Your objective: Return the records verbatim.

Records:

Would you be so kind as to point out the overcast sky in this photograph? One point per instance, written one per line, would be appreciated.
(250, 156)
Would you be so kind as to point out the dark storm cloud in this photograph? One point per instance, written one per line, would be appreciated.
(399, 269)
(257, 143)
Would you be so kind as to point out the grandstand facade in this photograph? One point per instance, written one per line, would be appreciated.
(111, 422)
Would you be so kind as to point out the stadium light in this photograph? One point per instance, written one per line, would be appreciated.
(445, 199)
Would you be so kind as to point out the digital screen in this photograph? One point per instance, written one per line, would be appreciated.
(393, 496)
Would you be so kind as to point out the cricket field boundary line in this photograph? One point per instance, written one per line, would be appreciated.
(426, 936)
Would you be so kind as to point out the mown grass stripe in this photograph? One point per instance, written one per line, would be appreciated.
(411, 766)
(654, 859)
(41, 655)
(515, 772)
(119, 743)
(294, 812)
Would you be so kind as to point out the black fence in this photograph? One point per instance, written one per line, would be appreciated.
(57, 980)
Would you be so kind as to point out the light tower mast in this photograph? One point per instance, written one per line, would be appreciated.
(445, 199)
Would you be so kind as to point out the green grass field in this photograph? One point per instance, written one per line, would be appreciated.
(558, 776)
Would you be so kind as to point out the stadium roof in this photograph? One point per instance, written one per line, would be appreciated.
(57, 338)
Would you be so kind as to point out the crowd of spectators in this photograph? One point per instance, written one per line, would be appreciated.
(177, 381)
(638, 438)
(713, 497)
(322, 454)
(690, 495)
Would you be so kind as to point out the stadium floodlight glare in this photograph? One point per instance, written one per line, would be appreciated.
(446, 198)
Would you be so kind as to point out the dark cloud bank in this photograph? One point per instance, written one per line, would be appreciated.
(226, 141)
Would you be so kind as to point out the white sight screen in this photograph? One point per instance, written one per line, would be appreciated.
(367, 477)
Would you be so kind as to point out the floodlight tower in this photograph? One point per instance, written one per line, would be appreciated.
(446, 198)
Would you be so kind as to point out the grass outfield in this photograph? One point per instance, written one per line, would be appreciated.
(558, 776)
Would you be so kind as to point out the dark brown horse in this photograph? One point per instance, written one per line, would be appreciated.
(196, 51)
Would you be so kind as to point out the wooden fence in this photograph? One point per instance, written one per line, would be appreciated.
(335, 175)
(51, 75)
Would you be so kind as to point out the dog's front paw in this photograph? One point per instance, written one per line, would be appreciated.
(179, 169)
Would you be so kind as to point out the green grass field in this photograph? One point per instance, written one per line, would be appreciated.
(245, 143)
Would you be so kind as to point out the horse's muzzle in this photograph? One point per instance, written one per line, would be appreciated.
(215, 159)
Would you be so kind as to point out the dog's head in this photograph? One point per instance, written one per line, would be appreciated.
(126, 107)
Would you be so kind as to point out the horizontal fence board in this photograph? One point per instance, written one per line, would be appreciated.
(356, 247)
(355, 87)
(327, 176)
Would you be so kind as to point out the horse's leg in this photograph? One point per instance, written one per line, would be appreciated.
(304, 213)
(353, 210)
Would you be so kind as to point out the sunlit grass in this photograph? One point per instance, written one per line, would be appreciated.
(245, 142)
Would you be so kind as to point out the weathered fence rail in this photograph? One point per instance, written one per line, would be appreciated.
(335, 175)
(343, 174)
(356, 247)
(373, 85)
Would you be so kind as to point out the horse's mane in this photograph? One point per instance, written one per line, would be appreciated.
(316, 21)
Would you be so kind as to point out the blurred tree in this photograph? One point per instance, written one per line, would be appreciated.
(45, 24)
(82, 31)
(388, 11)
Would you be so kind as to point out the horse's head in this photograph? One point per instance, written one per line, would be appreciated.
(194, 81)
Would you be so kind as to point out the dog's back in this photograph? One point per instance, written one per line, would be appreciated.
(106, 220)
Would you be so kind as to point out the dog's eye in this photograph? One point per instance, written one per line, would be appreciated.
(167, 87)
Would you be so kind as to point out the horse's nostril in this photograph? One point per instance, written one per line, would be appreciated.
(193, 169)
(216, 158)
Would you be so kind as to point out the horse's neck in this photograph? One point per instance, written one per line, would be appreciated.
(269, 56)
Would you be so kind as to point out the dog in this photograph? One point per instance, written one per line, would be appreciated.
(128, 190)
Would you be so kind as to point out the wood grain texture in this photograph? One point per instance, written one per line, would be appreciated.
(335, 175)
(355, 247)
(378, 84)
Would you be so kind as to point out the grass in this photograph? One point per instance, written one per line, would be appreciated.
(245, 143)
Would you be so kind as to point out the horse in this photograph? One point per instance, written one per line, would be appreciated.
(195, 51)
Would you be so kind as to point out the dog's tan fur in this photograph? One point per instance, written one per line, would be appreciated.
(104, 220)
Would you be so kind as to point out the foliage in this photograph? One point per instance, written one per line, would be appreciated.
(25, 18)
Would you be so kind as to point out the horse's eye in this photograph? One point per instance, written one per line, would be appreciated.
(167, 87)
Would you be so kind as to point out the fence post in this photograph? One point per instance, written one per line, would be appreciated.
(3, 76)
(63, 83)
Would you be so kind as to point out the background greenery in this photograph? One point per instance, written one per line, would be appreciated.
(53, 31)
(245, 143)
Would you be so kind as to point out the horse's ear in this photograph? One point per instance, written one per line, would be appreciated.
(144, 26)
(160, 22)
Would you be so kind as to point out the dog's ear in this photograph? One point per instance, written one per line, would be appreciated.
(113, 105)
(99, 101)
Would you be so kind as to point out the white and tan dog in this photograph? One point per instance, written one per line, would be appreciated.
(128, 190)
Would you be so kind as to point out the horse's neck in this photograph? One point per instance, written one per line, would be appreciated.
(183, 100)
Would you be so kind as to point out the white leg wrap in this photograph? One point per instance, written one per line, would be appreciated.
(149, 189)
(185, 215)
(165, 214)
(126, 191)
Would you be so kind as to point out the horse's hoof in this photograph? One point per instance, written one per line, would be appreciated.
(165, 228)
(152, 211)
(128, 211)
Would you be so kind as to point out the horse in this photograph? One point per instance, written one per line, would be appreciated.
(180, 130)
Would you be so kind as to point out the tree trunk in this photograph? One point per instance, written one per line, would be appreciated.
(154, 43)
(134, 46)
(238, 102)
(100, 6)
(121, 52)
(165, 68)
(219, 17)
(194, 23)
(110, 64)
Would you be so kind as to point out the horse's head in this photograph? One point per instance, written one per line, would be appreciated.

Answer area:
Would you be so kind as to point out the overcast sky in this photograph? One point per instance, written one per line, would be appreciated.
(250, 156)
Would you be so kind as to point out the dark storm cloud in this photograph? One point per instance, written one per line, would be appreciated.
(399, 269)
(257, 143)
Would you be so kind as to point out the grandstand facade in this photograph? One point per instance, written one per line, would be appreciated.
(111, 422)
Would you be so kind as to point out the stadium light in this photograph? One point per instance, written one per line, would be appreciated.
(445, 199)
Would you be so kind as to point out the digital screen in this photograph? One point per instance, written one per line, would be appreciated.
(393, 496)
Would you be so kind as to point out the cricket field boundary line in this photograph? One point per instance, written one per line, would be appreciated.
(426, 936)
Would you be so kind as to point out the mown grass stripe in this photograph? One point per instance, written one per line, would be appreciated.
(411, 766)
(654, 859)
(41, 655)
(515, 772)
(119, 743)
(294, 812)
Would you be so kind as to point out the black fence in this photograph? One point per instance, written one per line, would be appreciated.
(57, 980)
Would you be so kind as to point out the light tower mast in this photograph? One point per instance, written one per line, would be appreciated.
(445, 199)
Would you be so kind as to point out the green grass field in this photograph? One point per instance, written one per line, would be appreciated.
(558, 776)
Would you be so kind as to point out the stadium roof in this photograph? One point per instance, written one per line, would be appreciated.
(57, 338)
Would you be so kind as to point out the crowd of spectators in this photograph? One point per instance, written one per line, would be appreciated.
(177, 381)
(638, 438)
(713, 497)
(322, 454)
(690, 495)
Would you be so kind as to point out the stadium floodlight glare in this photograph? One point per instance, written one per line, would be appreciated.
(446, 198)
Would you be so kind as to point out the dark cloud bank in this photograph? One point per instance, written one per line, would be appreciated.
(226, 141)
Would you be so kind as to point out the white sight screen in this photograph? One point per instance, written one per line, would be appreciated.
(367, 477)
Would you be so kind as to point out the floodlight tower in this photograph? One point per instance, written one per line, would be appreciated.
(446, 198)
Would you be so kind as to point out the grass outfield in this photograph? One point per instance, written one per line, would be appreciated.
(558, 776)
Would you be so kind as to point out the dark brown horse in this photograph? One point per instance, written one per line, would be appreciated.
(196, 51)
Would you be so kind as to point out the wooden fence in this photograph? One point per instance, written one per line, would be appreciated.
(335, 175)
(51, 75)
Would you be so kind as to point out the dog's front paw in this photograph? One point per instance, written one per line, would be appreciated.
(179, 169)
Would you be so kind as to point out the green grass field in this photograph? One point per instance, written one per line, would be appreciated.
(245, 143)
Would you be so kind as to point out the horse's muzzle in this photograph? One point per instance, written one per line, would be appreciated.
(215, 159)
Would you be so kind as to point out the dog's head in this photograph? One point per instance, written one per line, would be appreciated.
(126, 107)
Would you be so kind as to point out the horizontal fence board in this photograph? One point per instance, written one per line, would be appreciated.
(356, 247)
(355, 87)
(327, 176)
Would you be so kind as to point out the horse's leg in this photograph? One point per instance, written one per line, would be appreciated.
(304, 213)
(353, 210)
Would you be so kind as to point out the sunlit grass in this photograph? One point per instance, written one per line, would be appreciated.
(245, 142)
Would you be so kind as to point out the weathered fence rail in this photograph? One point per instance, written one per line, would be appreciated.
(335, 175)
(343, 174)
(356, 247)
(373, 85)
Would you be so kind as to point out the horse's mane in this photograph? One point per instance, written one per line, would be appreciated.
(316, 21)
Would you be so kind as to point out the blurred tree in this photograph? One point per instance, written one per line, would be appreciated.
(45, 24)
(82, 31)
(388, 11)
Would you be so kind as to point out the horse's head in this photograph? One point per instance, written one per line, would be appreciated.
(194, 81)
Would you be so kind as to point out the dog's back in this photograph? One point per instance, written one per line, would be appreciated.
(106, 220)
Would you be so kind as to point out the dog's eye in this photograph? One point per instance, written one per line, would be appreciated.
(167, 87)
Would you be so kind as to point out the horse's nostril in this photograph? One point per instance, written one per line, would be appreciated.
(193, 169)
(216, 158)
Would you be so kind as to point out the horse's neck in this photograph? One point per instance, written one per line, would be appreciated.
(269, 56)
Would you be so kind as to point out the dog in this photograph? One point per instance, written one per line, would be appreciated.
(128, 190)
Would you be so kind as to point out the wood grain texture in this photograph? One point per instance, written one per line, would be appreciated.
(335, 175)
(355, 247)
(378, 84)
Would you be so kind as to point out the grass in this photograph? One point per instance, written one per line, would be appreciated.
(245, 143)
Would you be so kind as to point out the horse in this photograph? One point per instance, written one per line, would be appreciated.
(195, 51)
Would you be so kind as to point out the dog's tan fur in this photograph? One point per instance, written one per line, would be appreciated.
(104, 220)
Would you be so kind as to point out the foliage in this photograph? One point per instance, written one per line, would be appreciated.
(25, 18)
Would you be so kind as to point out the horse's eye in this photograph? One point per instance, written one per line, would be appreciated.
(167, 87)
Would you be so kind as to point out the fence post in this photograph? One point per instance, written one per line, would be appreciated.
(3, 76)
(63, 83)
Would you be so kind as to point out the background greenery in this photograph? One point per instance, written one per line, would be appreciated.
(53, 31)
(245, 143)
Would you be so kind as to point out the horse's ear in this photograph? One point per instance, written one per line, would be appreciated.
(144, 26)
(160, 22)
Would you be so kind as to point out the dog's ear in this photograph? One point per instance, written one per line, would be appreciated.
(113, 105)
(99, 101)
Would you be so kind as to point out the white and tan dog in this photograph? One point per instance, written one per line, would be appreciated.
(128, 190)
Would you be so kind as to point out the horse's neck in this photograph? One point per instance, written one per line, would be appreciated.
(183, 100)
Would you be so kind as to point out the white leg wrap in this photograph? One point per instance, written one per line, would be appreciated.
(149, 189)
(185, 215)
(165, 214)
(126, 191)
Would you be so kind as to point out the horse's hoof in this photograph? One point per instance, written one per line, would be appreciated.
(165, 228)
(152, 211)
(128, 211)
Would you be so kind as to point out the horse in this photograph? One point per instance, written one per line, would be appreciated.
(180, 130)
Would you be so kind as to point out the tree trunk in this photograph? One point per instance, written one per line, would be appreciated.
(154, 43)
(134, 46)
(238, 102)
(100, 6)
(121, 52)
(165, 68)
(219, 17)
(194, 23)
(110, 64)
Would you be so kind as to point out the horse's head in this photograph? One point per instance, written one per line, would be appreciated.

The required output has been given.